= EXERCISE =
Output the records exactly as they appear, with no pictures included.

#### RECORDS PROVIDED

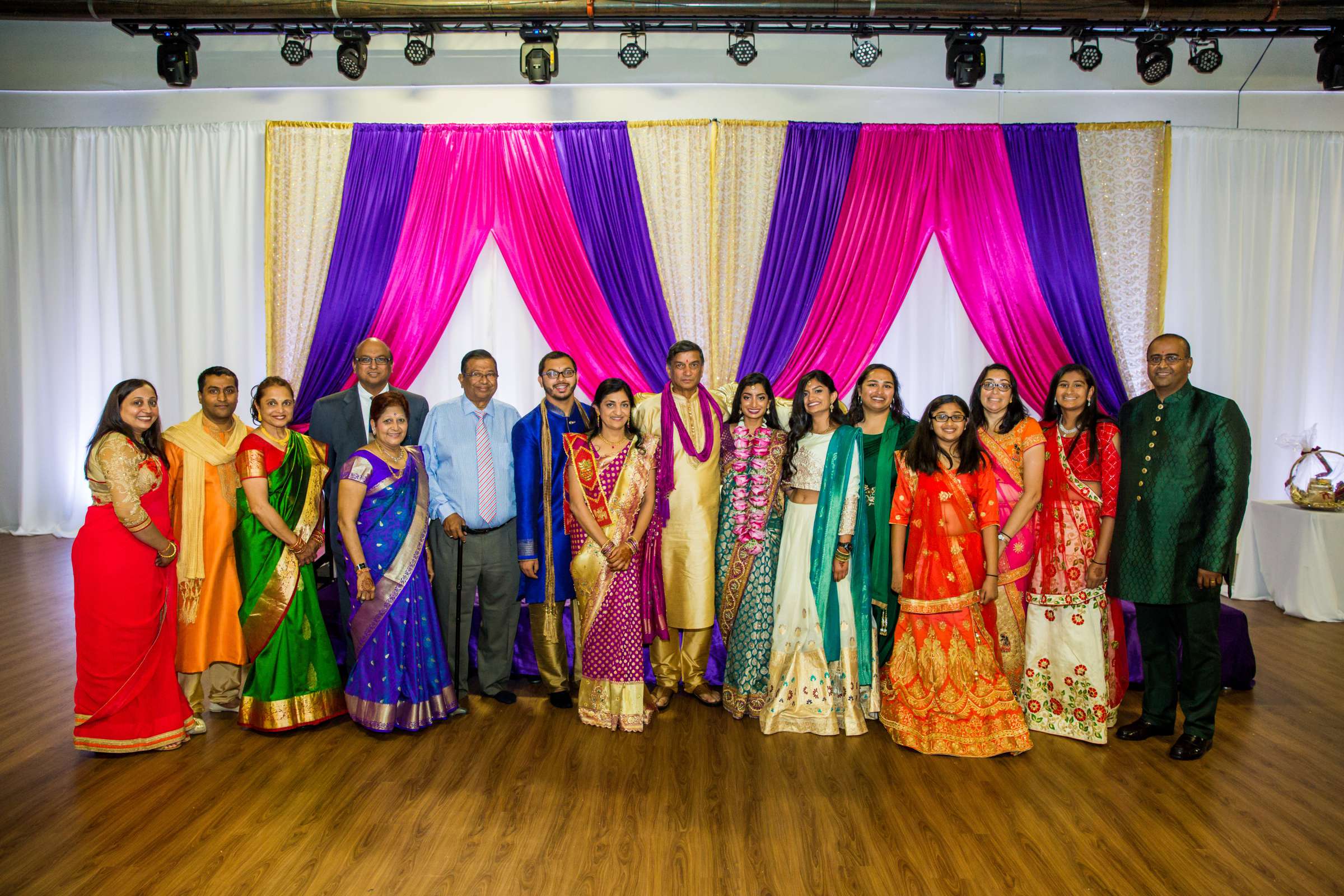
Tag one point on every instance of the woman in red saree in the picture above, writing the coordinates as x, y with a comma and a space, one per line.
1077, 673
1016, 453
942, 691
127, 695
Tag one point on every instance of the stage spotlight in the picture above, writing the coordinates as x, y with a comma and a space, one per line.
178, 57
1329, 68
744, 49
867, 48
1155, 57
297, 49
1205, 55
420, 48
1086, 53
353, 54
539, 58
632, 52
965, 58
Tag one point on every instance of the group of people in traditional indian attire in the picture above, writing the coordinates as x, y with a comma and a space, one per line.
955, 575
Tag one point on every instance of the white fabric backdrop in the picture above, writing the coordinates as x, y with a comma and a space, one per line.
1256, 281
124, 251
138, 251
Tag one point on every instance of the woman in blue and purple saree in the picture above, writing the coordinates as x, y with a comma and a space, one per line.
400, 676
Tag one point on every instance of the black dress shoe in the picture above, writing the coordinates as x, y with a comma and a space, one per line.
1143, 730
1191, 747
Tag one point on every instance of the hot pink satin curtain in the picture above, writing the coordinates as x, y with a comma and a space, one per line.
911, 183
448, 220
469, 180
543, 250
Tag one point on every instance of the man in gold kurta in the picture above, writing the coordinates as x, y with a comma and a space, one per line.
202, 486
693, 520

########

= SOLVED EXERCISE =
Tag one point on every instance of the woman in red saree in the picture above, writing the coordinates as x, y with a comma and a space, one per line.
1077, 673
1016, 453
942, 691
127, 695
Tag one point on every instance of the stage spotlight in the picture above, writing the coordinates as x, y with a comma and a space, one per line.
178, 57
1329, 68
744, 49
867, 48
1155, 57
297, 49
1205, 55
420, 48
1086, 53
353, 54
539, 58
632, 52
965, 58
Tag one point on every instance of the group of people in traditional indian attire in the picture above, writing the coordinates as x, y with a comma and a space, one per line.
955, 575
Tag one point on every instance of the white fabric backdrop in the picture above, writing the coordinates as x, y with a comma and a space, one per line.
1256, 281
124, 251
138, 251
Tag one point on every instance of the woman in blue and purple saree in the picture above, writing the coordinates as x, y with a comma and a space, one per line.
400, 676
Tag one point on every instance of the black dress shoe in the picture above, writing the coordinates as x, y with a comma and a space, one per line.
1143, 730
1191, 747
Tag one point on every instance of the hot pink satin curtain in the picture above, writing the coordinates as x, y with a comma and a space, one per line.
911, 183
448, 220
469, 180
543, 250
Tag one point on every instance of the man in gold kurta in the picture above, writing the coordinates as x, y with a comma and a space, one per line.
202, 486
693, 520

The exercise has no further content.